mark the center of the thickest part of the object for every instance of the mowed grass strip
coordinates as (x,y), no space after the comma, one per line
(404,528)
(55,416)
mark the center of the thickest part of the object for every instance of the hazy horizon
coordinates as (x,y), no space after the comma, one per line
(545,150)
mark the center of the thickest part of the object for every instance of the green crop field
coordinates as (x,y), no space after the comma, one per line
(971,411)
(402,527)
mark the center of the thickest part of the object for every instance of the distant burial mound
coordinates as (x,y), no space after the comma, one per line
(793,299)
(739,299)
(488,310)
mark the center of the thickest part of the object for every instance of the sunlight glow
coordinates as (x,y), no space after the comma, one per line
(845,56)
---
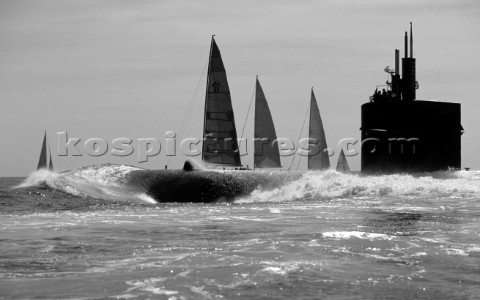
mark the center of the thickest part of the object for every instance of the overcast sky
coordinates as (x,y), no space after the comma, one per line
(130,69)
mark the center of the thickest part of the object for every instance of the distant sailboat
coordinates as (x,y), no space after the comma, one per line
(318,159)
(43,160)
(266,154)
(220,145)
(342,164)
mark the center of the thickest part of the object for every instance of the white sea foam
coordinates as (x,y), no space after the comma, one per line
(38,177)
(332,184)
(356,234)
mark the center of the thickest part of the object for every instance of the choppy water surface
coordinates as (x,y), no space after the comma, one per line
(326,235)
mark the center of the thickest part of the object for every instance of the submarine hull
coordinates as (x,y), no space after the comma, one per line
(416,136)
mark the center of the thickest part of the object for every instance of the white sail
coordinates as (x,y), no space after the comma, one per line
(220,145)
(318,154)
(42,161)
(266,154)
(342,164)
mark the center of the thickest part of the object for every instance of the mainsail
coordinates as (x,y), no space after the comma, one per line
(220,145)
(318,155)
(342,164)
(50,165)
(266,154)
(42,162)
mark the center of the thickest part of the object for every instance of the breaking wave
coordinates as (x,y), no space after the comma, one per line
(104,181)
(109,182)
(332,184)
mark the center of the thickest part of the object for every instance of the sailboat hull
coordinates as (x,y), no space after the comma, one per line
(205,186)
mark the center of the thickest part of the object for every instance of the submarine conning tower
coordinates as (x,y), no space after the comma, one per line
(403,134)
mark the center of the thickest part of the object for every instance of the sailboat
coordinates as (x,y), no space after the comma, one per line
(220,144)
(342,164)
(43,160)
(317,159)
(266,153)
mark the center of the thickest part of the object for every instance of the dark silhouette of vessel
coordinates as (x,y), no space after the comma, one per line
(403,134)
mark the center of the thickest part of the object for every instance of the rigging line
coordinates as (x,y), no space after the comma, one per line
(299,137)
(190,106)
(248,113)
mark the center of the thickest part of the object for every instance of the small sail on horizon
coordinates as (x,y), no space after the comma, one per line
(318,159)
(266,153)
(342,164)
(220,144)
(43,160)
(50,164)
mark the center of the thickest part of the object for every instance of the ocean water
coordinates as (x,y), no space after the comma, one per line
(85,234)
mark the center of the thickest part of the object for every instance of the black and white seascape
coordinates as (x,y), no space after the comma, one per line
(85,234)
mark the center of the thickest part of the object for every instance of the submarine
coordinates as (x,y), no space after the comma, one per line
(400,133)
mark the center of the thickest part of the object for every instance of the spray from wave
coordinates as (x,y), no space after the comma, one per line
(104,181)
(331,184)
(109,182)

What to produce
The answer must consist of every line from the data that holds the string "white".

Your response
mark the center of the thickest part of the object for every instance of the white sea foam
mark the center of the thickest part of the object for every instance of the white sail
mark the center of the thickest part of the object for every instance of the black and white seascape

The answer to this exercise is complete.